Prompt -> Switch "canopy support post" to "awning pole" and give every item below again with nothing else changed. Leave the pictures out of your answer.

Dataset records ->
────────────────────────────────────────

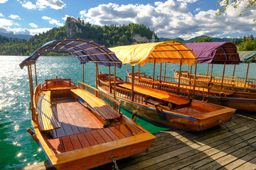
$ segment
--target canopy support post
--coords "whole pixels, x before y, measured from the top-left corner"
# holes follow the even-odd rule
[[[245,87],[246,87],[246,81],[248,76],[248,71],[249,71],[249,66],[250,66],[250,61],[248,62],[247,70],[246,72],[246,76],[245,76]]]
[[[225,62],[224,62],[223,74],[223,78],[222,78],[222,80],[221,80],[220,89],[222,89],[222,88],[223,88],[223,86],[225,69]]]
[[[210,69],[210,81],[209,81],[209,83],[210,83],[210,82],[211,82],[211,81],[212,81],[213,69],[213,64],[212,64],[212,68],[211,68],[211,69]]]
[[[189,73],[189,64],[188,64],[188,73]]]
[[[110,66],[109,66],[109,84],[110,84],[110,93],[111,94],[111,74],[110,74]]]
[[[139,79],[139,64],[138,64],[138,79]]]
[[[233,71],[233,76],[232,76],[232,81],[233,81],[233,79],[234,79],[235,71],[235,66],[236,66],[236,64],[235,64],[235,66],[234,66],[234,71]]]
[[[35,75],[36,75],[36,86],[37,86],[37,75],[36,75],[36,61],[35,61]]]
[[[99,67],[98,67],[98,64],[96,62],[95,63],[96,64],[96,89],[98,89],[98,75],[99,75]]]
[[[193,86],[193,93],[195,93],[195,87],[196,87],[196,69],[197,69],[197,63],[196,63],[196,67],[195,67],[195,75],[194,75],[194,83]]]
[[[82,62],[82,83],[85,83],[85,62]]]
[[[28,81],[29,81],[29,90],[31,94],[31,105],[32,108],[32,113],[34,113],[35,109],[33,106],[33,77],[32,77],[32,69],[31,69],[31,62],[28,61]],[[33,120],[36,121],[36,114],[32,114],[34,116],[32,117]]]
[[[164,81],[165,82],[165,77],[166,76],[166,63],[164,63]]]
[[[117,67],[116,67],[116,63],[114,63],[114,100],[117,99],[116,98],[116,79],[117,79],[117,75],[116,75],[116,70],[117,70]],[[115,108],[115,106],[114,106]]]
[[[182,62],[182,59],[181,59],[181,63],[180,63],[180,72],[179,72],[178,82],[178,91],[177,91],[177,94],[178,95],[178,93],[179,93],[179,88],[180,88],[180,86],[181,86],[181,62]]]
[[[155,69],[156,69],[156,59],[154,60],[153,82],[154,82]],[[154,86],[152,86],[152,88]]]
[[[161,62],[160,63],[160,79],[159,79],[159,83],[161,83]]]
[[[134,66],[132,66],[132,101],[134,101]]]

────────────────────────────────────────

Response ->
$ segment
--target awning pole
--coords "whole pixels, x before y, measured from the top-left corner"
# holes follow the even-odd rule
[[[245,87],[246,87],[246,81],[248,76],[248,71],[249,71],[249,66],[250,66],[250,61],[248,62],[247,70],[246,72],[246,76],[245,76]]]
[[[225,62],[224,62],[223,74],[223,78],[222,78],[222,80],[221,80],[220,89],[222,89],[222,88],[223,88],[223,86],[225,69]]]
[[[210,69],[210,81],[209,81],[209,83],[210,83],[210,82],[211,82],[211,81],[212,81],[213,69],[213,64],[212,64],[212,68],[211,68],[211,69]]]
[[[189,73],[189,64],[188,64],[188,73]]]
[[[110,66],[109,66],[109,84],[110,84],[110,93],[111,94],[111,74],[110,74]]]
[[[139,79],[139,64],[138,64],[138,79]]]
[[[233,71],[233,76],[232,76],[232,81],[233,81],[233,79],[234,79],[235,71],[235,66],[236,66],[236,64],[235,64],[235,66],[234,66],[234,71]]]
[[[35,75],[36,75],[36,86],[37,86],[37,75],[36,75],[36,61],[35,61]]]
[[[99,67],[98,67],[98,64],[96,62],[95,63],[96,64],[96,89],[98,89],[98,75],[99,75]]]
[[[193,86],[193,93],[195,93],[195,87],[196,87],[196,69],[197,69],[197,63],[196,63],[196,67],[195,67],[195,75],[194,75],[194,83]]]
[[[82,62],[82,83],[85,83],[85,62]]]
[[[28,81],[29,81],[29,90],[31,94],[31,105],[32,108],[32,113],[34,113],[35,109],[33,106],[33,77],[32,77],[32,69],[31,69],[31,62],[28,61]],[[33,120],[36,121],[36,114],[32,114],[34,116],[32,117]]]
[[[164,81],[165,82],[165,77],[166,76],[166,63],[164,63]]]
[[[117,67],[116,67],[116,63],[114,63],[114,100],[117,99],[116,98],[116,79],[117,79],[117,75],[116,75],[116,70],[117,70]],[[115,108],[115,106],[114,106]]]
[[[182,62],[182,59],[181,59],[181,63],[180,63],[180,72],[179,72],[178,82],[178,91],[177,91],[177,94],[178,95],[178,93],[179,93],[179,88],[180,88],[180,86],[181,86],[181,62]]]
[[[155,69],[156,69],[156,59],[154,60],[153,82],[154,82]],[[154,86],[152,86],[152,88]]]
[[[161,62],[160,63],[160,79],[159,79],[159,83],[161,83]]]
[[[134,66],[132,66],[132,101],[134,101]]]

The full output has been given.